## TO BE DONE:
Quote the records below in full, exactly as given, with the images taken out.

=== DATASET EXCERPTS ===

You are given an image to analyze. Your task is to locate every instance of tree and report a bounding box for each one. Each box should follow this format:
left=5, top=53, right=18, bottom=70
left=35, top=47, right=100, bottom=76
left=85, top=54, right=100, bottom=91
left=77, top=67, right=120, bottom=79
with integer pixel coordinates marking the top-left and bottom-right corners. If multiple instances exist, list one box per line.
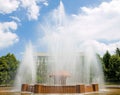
left=0, top=53, right=19, bottom=84
left=116, top=48, right=120, bottom=57
left=109, top=55, right=120, bottom=81
left=103, top=51, right=111, bottom=80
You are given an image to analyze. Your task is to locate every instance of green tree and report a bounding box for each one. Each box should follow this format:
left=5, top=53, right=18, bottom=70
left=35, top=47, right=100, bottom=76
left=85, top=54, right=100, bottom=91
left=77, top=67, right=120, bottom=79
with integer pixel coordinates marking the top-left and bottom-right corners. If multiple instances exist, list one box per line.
left=116, top=48, right=120, bottom=57
left=109, top=55, right=120, bottom=81
left=103, top=51, right=111, bottom=80
left=0, top=53, right=19, bottom=84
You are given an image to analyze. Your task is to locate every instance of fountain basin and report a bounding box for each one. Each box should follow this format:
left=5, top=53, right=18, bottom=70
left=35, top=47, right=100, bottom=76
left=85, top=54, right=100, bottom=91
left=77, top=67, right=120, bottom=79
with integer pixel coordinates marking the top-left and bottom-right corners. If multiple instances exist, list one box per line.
left=21, top=84, right=99, bottom=93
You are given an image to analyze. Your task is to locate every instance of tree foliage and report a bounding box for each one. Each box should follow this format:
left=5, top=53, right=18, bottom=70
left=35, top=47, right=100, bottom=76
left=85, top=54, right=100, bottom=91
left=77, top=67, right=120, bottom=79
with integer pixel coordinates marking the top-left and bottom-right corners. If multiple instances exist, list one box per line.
left=102, top=48, right=120, bottom=81
left=0, top=53, right=19, bottom=85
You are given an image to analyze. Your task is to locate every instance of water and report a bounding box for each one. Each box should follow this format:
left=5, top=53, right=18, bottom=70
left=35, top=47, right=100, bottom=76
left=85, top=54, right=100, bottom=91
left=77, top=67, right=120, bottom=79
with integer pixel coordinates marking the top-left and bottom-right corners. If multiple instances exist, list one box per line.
left=41, top=2, right=104, bottom=85
left=14, top=42, right=36, bottom=91
left=15, top=2, right=104, bottom=90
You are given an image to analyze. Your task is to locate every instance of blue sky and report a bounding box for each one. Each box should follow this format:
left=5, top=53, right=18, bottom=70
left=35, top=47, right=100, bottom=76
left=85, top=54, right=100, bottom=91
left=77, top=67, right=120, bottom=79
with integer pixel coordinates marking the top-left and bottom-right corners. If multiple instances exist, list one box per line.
left=0, top=0, right=120, bottom=58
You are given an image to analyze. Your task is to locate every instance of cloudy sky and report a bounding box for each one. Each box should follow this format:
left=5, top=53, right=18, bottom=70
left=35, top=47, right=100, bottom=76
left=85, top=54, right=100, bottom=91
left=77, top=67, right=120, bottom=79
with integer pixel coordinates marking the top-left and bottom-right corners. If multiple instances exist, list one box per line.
left=0, top=0, right=120, bottom=58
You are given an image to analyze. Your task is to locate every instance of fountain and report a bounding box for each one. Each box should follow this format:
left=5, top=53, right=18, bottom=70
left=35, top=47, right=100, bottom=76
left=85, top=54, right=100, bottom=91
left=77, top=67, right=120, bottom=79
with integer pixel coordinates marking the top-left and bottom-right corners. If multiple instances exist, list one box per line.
left=22, top=2, right=104, bottom=93
left=14, top=42, right=36, bottom=91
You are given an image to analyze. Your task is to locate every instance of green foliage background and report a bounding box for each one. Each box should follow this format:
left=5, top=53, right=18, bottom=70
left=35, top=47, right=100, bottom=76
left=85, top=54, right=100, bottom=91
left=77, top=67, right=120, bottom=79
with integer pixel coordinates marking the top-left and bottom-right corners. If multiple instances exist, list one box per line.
left=0, top=48, right=120, bottom=86
left=101, top=48, right=120, bottom=82
left=0, top=53, right=19, bottom=85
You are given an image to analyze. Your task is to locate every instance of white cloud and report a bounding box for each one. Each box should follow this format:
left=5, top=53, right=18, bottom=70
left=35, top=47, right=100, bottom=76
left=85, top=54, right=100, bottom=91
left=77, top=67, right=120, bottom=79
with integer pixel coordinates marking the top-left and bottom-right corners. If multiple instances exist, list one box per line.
left=10, top=16, right=21, bottom=22
left=21, top=0, right=48, bottom=20
left=0, top=0, right=19, bottom=14
left=0, top=21, right=19, bottom=49
left=72, top=0, right=120, bottom=40
left=39, top=0, right=120, bottom=54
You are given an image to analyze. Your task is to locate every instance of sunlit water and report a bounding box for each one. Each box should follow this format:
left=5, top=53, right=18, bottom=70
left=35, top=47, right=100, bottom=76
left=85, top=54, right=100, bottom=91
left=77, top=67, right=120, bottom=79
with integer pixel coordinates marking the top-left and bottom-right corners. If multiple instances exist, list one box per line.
left=14, top=42, right=36, bottom=91
left=0, top=89, right=120, bottom=95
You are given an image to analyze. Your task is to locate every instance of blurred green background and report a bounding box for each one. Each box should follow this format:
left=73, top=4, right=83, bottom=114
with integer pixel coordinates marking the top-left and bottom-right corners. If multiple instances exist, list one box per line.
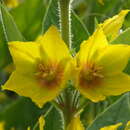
left=0, top=0, right=130, bottom=130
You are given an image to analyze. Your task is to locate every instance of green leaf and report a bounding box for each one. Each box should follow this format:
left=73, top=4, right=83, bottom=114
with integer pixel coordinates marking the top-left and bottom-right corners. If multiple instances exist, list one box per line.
left=111, top=28, right=130, bottom=45
left=43, top=0, right=89, bottom=51
left=44, top=108, right=63, bottom=130
left=0, top=4, right=24, bottom=68
left=10, top=0, right=46, bottom=40
left=0, top=4, right=24, bottom=41
left=0, top=97, right=41, bottom=130
left=87, top=93, right=130, bottom=130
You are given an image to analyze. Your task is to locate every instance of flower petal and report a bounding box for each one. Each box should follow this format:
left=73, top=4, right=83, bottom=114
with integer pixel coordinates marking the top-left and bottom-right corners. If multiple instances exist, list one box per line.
left=39, top=116, right=45, bottom=130
left=77, top=28, right=108, bottom=64
left=100, top=10, right=130, bottom=41
left=9, top=41, right=40, bottom=73
left=38, top=26, right=71, bottom=61
left=3, top=71, right=62, bottom=107
left=96, top=45, right=130, bottom=75
left=100, top=73, right=130, bottom=96
left=67, top=116, right=85, bottom=130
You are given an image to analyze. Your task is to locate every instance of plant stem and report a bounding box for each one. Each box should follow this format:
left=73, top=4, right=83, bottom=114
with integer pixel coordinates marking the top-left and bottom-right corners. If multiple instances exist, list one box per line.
left=59, top=0, right=71, bottom=49
left=59, top=0, right=73, bottom=130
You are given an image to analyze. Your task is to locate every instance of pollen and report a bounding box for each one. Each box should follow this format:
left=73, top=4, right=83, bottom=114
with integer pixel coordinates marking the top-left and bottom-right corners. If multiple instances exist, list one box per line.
left=36, top=63, right=64, bottom=89
left=79, top=64, right=104, bottom=88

===

## WRITTEN REPLY:
You are given an image to analyze. Your task is to locate every instance of tree and report a bounding box for each one. Each box should follow this format:
left=5, top=53, right=18, bottom=70
left=35, top=47, right=100, bottom=76
left=85, top=54, right=100, bottom=91
left=77, top=67, right=120, bottom=79
with integer pixel coordinates marking the top-left and bottom-right corners. If multiple instances exist, list one box per line.
left=0, top=53, right=19, bottom=84
left=116, top=48, right=120, bottom=57
left=109, top=55, right=120, bottom=81
left=103, top=51, right=111, bottom=80
You are given an image to analyze. Your task is to locate every instance of green tree and report a bounding box for each one. Each box should follow this format:
left=5, top=53, right=18, bottom=70
left=35, top=47, right=100, bottom=76
left=85, top=54, right=100, bottom=91
left=77, top=67, right=120, bottom=79
with integer pixel coordinates marking the top-left and bottom-right corners. If multiple instances exist, list one box per line.
left=116, top=48, right=120, bottom=57
left=109, top=55, right=120, bottom=81
left=103, top=51, right=111, bottom=80
left=0, top=53, right=19, bottom=84
You are given an image to analyze. Your task is to locate every instance of fountain basin and report a bounding box for each one. Each box should follow this format:
left=5, top=53, right=18, bottom=70
left=35, top=47, right=100, bottom=76
left=85, top=54, right=100, bottom=91
left=77, top=67, right=120, bottom=79
with integer pixel coordinates marking the top-left and bottom-right corners. If multiple instances exist, list one box per line.
left=21, top=84, right=99, bottom=93
You are given an image to analyze. Your task is to locate every instance of tree foliage and report a bounding box for each one. Each box should follow this format:
left=5, top=53, right=18, bottom=70
left=35, top=47, right=100, bottom=76
left=85, top=54, right=100, bottom=91
left=77, top=67, right=120, bottom=79
with integer pixel coordinates marking the top-left and bottom-right corners. If multiple instances exist, list one box per line.
left=102, top=48, right=120, bottom=81
left=0, top=53, right=19, bottom=85
You are given an image to analyze. Your task is to locate every instance of water and report a bounding box for each one. Each box should follow this format:
left=5, top=53, right=18, bottom=70
left=35, top=47, right=100, bottom=76
left=85, top=54, right=100, bottom=91
left=77, top=67, right=120, bottom=79
with integer pixel coordinates marking the top-left and bottom-right corners. If multiple instances exist, list one box per line.
left=41, top=2, right=104, bottom=85
left=14, top=42, right=36, bottom=91
left=15, top=2, right=104, bottom=90
You are given an image to analyze. Your task is to locate every instance of blue sky and report a bounding box for each one. Each box should follow this format:
left=5, top=53, right=18, bottom=70
left=35, top=47, right=100, bottom=76
left=85, top=54, right=100, bottom=91
left=77, top=67, right=120, bottom=79
with integer pixel coordinates marking the top-left and bottom-right corners. If multiple instances exist, list one box per line.
left=0, top=0, right=120, bottom=58
You are given an image to analyze. Your task is to locate every instance of cloudy sky and report a bounding box for each one. Each box should follow this format:
left=5, top=53, right=18, bottom=70
left=35, top=47, right=100, bottom=76
left=85, top=54, right=100, bottom=91
left=77, top=67, right=120, bottom=79
with integer pixel coordinates marking the top-left and bottom-right corners. If multiple instances exist, list one box per line.
left=0, top=0, right=120, bottom=58
You are given an image to analyze. Your task is to locate every instance of fountain and report a bounding box for each one. Each box should follow this format:
left=5, top=53, right=18, bottom=70
left=35, top=47, right=100, bottom=76
left=85, top=54, right=100, bottom=91
left=77, top=67, right=120, bottom=79
with integer pixel coordinates marking the top-left and bottom-right corners. If multiple instances exist, list one box per line.
left=22, top=2, right=104, bottom=93
left=14, top=42, right=36, bottom=91
You are given an image to analyze. Your task is to locate every instance of green foliage background and report a bounding box for each one. Each box should follow this format:
left=5, top=53, right=18, bottom=70
left=35, top=47, right=100, bottom=76
left=85, top=54, right=100, bottom=91
left=77, top=67, right=120, bottom=79
with integer pixel coordinates marking the top-left and bottom-right corners. If multiple instances exist, list one box per line.
left=0, top=48, right=120, bottom=86
left=101, top=48, right=120, bottom=82
left=0, top=53, right=19, bottom=85
You are given an image to analyze. Your task is to locate every instance of white cloud and report a bounding box for each one. Each box should follow this format:
left=5, top=53, right=18, bottom=70
left=35, top=47, right=100, bottom=76
left=85, top=54, right=100, bottom=91
left=77, top=67, right=120, bottom=79
with integer pixel coordinates marking the top-left and bottom-right corners. If multiple instances exist, list one box per line.
left=10, top=16, right=21, bottom=22
left=21, top=0, right=48, bottom=20
left=0, top=0, right=19, bottom=14
left=0, top=21, right=19, bottom=49
left=72, top=0, right=120, bottom=40
left=39, top=0, right=120, bottom=54
You are given an image to analyze. Your task is to locate every instance of sunlit water and report a bounding box for each one. Each box should follow this format:
left=5, top=53, right=18, bottom=70
left=35, top=47, right=100, bottom=76
left=85, top=54, right=100, bottom=91
left=77, top=67, right=120, bottom=79
with integer pixel coordinates marking the top-left and bottom-right corners. If multiple instances exist, list one box per line.
left=14, top=42, right=36, bottom=91
left=0, top=89, right=120, bottom=95
You are given an image to analyze. Your task is to locate every instance of blurred green background and report a bounding box for each one. Each box should follow this format:
left=73, top=4, right=83, bottom=114
with integer pixel coordinates marking the top-left and bottom-right corners. If multiple instances exist, list one box per line.
left=0, top=0, right=130, bottom=130
You are given an image to analyze. Your task is to locate every instance of green leaf and report a bounding box for each one. Each box should follow this format:
left=73, top=4, right=83, bottom=114
with integer pixel coordinates marking the top-left and bottom-right corners. If multiple instances exist, list one box per line.
left=111, top=28, right=130, bottom=45
left=43, top=0, right=89, bottom=51
left=44, top=108, right=63, bottom=130
left=0, top=4, right=24, bottom=68
left=10, top=0, right=46, bottom=40
left=0, top=4, right=24, bottom=41
left=0, top=97, right=41, bottom=130
left=87, top=93, right=130, bottom=130
You are given an image to analyze. Your task is to locate every instance of flower petal and report a bounding box for each one. Each box should follow this format:
left=73, top=4, right=83, bottom=114
with integer pixel coordinates marking the top-left and bottom-right corners. If multiple instances exist, list one box per line.
left=39, top=116, right=45, bottom=130
left=77, top=28, right=108, bottom=64
left=100, top=10, right=130, bottom=41
left=9, top=41, right=40, bottom=73
left=38, top=26, right=71, bottom=61
left=3, top=71, right=62, bottom=107
left=96, top=45, right=130, bottom=75
left=100, top=73, right=130, bottom=96
left=67, top=116, right=85, bottom=130
You are given an image to analyze. Your task is to locate every instance of plant stem and report a bounding box for each one. Each box should follow this format:
left=73, top=4, right=83, bottom=114
with integer pixel coordinates marking the top-left and bottom-right corners. If multiple instances exist, list one box per line.
left=59, top=0, right=71, bottom=49
left=59, top=0, right=73, bottom=130
You are given an image to analyze. Your task is to locate every instance of pollen and report a bounding box for each one. Each box should follow this format:
left=73, top=4, right=83, bottom=114
with integer pixel coordinates marking the top-left and bottom-right corners. If multiple instances exist, list one box per line.
left=36, top=63, right=64, bottom=89
left=79, top=64, right=104, bottom=88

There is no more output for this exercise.